* 抜き出した文章:
*-*-*
ドル・円は前週に114円を付けた後は週末にかけて軟化し、本日のアジア市場は113円台後半で寄り付いた。日経平均株価の軟調スタートを受け円買いに振れた後、株価の切り返しで114円台を回復。また、上海総合指数や米株式先物のプラス圏推移で円買いは後退し、ドル・円は底堅い値動きが続く。今晩は米国がベテランズ・デーの休日でNY市場での取引は薄いが(債券のみ休場)、株安に振れなければドル買い地合いは続くだろう。

欧州通貨の弱含みも、ドルの押し上げ要因となる。欧州連合(EU)がイタリアの財政規律に懐疑的な姿勢を示しており、イタリア政府は2019年度の成長見通しを引き下げ、予算案を見直す方向。ユーロ・ドルは節目の1.13ドルを割り込んだ場合、ユーロ売りが加速するとみられるが、イタリアの動向次第では買い戻しの可能性もある。13日が予算案の再提出期限となっている。
*-*-*
* 用意された行:

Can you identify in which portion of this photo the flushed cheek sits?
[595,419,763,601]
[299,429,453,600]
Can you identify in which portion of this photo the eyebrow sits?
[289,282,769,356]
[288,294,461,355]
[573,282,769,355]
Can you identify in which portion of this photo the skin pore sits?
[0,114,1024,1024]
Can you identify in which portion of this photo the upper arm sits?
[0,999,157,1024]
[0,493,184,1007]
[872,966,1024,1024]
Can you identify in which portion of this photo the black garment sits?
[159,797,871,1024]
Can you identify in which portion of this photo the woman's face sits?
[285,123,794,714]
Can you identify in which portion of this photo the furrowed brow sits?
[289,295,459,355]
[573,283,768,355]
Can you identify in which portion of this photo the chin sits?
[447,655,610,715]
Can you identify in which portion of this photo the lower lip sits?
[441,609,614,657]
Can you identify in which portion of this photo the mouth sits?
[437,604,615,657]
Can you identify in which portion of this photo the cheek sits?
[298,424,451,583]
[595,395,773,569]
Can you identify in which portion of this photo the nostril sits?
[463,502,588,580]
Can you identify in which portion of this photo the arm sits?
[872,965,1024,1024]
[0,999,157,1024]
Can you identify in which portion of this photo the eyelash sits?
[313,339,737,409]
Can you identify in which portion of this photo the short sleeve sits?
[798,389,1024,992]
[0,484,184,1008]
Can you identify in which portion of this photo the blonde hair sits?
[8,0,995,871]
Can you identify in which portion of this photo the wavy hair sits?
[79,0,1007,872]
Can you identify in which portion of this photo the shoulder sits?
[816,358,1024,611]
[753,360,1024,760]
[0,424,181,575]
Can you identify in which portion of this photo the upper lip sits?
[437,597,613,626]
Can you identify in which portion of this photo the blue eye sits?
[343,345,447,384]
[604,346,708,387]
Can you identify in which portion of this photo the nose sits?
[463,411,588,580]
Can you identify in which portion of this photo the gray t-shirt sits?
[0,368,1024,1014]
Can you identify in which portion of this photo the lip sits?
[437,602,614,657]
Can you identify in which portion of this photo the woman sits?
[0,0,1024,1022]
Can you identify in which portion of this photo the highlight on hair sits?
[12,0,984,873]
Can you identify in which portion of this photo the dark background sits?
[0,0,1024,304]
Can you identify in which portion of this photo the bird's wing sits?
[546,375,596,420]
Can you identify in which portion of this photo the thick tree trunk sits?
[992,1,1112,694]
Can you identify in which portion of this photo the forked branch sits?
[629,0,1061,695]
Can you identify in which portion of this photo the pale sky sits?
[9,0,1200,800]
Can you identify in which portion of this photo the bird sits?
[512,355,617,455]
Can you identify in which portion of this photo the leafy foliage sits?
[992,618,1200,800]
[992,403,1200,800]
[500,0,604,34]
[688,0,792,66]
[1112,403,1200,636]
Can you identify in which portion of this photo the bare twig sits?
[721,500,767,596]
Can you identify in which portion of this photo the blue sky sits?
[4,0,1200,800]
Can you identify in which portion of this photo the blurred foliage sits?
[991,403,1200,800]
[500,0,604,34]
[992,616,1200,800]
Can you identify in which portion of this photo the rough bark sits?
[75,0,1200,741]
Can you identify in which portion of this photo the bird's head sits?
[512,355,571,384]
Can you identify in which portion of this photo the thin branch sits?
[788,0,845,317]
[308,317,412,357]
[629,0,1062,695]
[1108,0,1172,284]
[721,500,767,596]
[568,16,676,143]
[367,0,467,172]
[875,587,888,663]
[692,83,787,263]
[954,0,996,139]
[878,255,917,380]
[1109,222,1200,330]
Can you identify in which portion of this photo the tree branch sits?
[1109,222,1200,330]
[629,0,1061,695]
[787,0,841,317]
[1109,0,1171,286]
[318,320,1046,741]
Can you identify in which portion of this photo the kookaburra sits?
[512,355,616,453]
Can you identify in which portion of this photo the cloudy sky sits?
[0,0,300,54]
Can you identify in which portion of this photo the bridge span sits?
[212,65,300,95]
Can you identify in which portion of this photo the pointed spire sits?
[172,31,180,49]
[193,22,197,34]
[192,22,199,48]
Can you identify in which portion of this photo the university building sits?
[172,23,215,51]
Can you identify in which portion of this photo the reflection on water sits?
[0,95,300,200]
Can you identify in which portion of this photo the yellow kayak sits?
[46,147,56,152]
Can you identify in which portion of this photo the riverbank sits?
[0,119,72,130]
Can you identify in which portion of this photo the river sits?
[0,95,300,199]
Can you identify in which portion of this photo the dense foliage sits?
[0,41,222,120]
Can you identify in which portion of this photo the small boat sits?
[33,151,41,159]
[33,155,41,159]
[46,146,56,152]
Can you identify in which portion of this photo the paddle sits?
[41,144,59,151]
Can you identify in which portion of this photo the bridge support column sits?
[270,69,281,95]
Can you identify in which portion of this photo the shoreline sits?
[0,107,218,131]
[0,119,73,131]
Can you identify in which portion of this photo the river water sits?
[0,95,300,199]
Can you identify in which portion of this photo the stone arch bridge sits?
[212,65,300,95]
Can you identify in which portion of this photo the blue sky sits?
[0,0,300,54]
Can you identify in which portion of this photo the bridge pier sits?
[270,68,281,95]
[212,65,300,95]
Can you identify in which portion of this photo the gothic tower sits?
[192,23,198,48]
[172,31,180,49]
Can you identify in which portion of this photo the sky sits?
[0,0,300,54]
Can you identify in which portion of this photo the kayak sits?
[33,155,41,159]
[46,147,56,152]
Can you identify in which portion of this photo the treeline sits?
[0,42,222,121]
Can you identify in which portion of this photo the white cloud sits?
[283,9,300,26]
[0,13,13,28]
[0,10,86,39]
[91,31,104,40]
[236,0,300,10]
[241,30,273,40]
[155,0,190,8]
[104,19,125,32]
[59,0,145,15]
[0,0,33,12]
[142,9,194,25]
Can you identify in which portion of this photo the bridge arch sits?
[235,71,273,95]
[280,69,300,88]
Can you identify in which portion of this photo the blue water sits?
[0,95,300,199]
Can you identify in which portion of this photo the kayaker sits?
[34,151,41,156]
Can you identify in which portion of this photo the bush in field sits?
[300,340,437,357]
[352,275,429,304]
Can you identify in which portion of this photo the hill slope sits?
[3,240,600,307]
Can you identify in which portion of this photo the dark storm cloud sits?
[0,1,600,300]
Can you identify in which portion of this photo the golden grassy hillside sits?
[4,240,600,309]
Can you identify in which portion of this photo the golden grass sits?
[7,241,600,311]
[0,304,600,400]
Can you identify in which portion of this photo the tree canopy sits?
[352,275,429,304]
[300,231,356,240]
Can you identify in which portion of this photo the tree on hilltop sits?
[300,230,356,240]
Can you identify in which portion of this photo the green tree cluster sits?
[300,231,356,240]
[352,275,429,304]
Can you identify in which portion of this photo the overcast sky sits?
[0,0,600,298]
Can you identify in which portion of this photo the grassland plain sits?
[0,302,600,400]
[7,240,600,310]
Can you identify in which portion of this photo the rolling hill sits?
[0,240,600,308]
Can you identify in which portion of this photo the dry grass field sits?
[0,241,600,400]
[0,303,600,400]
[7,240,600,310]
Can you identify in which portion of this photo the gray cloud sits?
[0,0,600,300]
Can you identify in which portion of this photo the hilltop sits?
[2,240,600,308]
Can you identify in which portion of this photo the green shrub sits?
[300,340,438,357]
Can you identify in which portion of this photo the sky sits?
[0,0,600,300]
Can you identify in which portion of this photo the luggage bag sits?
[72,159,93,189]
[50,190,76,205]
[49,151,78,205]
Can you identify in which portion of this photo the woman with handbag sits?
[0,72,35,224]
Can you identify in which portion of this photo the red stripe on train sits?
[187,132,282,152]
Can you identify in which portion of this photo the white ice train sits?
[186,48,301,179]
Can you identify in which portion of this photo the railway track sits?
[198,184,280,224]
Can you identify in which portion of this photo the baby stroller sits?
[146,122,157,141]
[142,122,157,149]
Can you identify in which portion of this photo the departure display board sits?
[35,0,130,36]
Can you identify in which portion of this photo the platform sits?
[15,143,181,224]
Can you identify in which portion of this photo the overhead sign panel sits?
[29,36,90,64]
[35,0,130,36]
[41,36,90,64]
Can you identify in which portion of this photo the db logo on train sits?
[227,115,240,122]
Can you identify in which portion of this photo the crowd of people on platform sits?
*-*-*
* 出された課題 A:
ドル・円の相場についての文章を読んで、次の問いに答えてください。
(i) 今晩、米国は何の休日ですか。
(ii) イタリア政府は何年度の成長見通しを引き下げましたか。
(iii) 予算案の再提出期限は何日ですか。
* 出された課題 B:
ドル・円の相場についての文章を、最後の文のあとから書き続けてください。

* 書いた答え A:
(i) ベテランズ・デー
(ii) 2019年度
(iii) 13日

* 書いた答え B:
一方、ブレグジットに関しメイ英首相はEU離脱の最終案の取りまとめを急いでいるが、残留派の4閣僚が辞任する方向と報じられるなど調整は難航しており、議会での承認に暗雲が広がる。このため、ポンド・ドルも下落基調で、ユーロ・ドルとともにドル・円を小幅に押し上げる見通し。ただ、ドル・円は、米利上げ継続方針は続くものの、足元は具体的な買い材料が乏しく、114円台のドル売り圧力に上昇を抑えられそうだ。(吉池 威)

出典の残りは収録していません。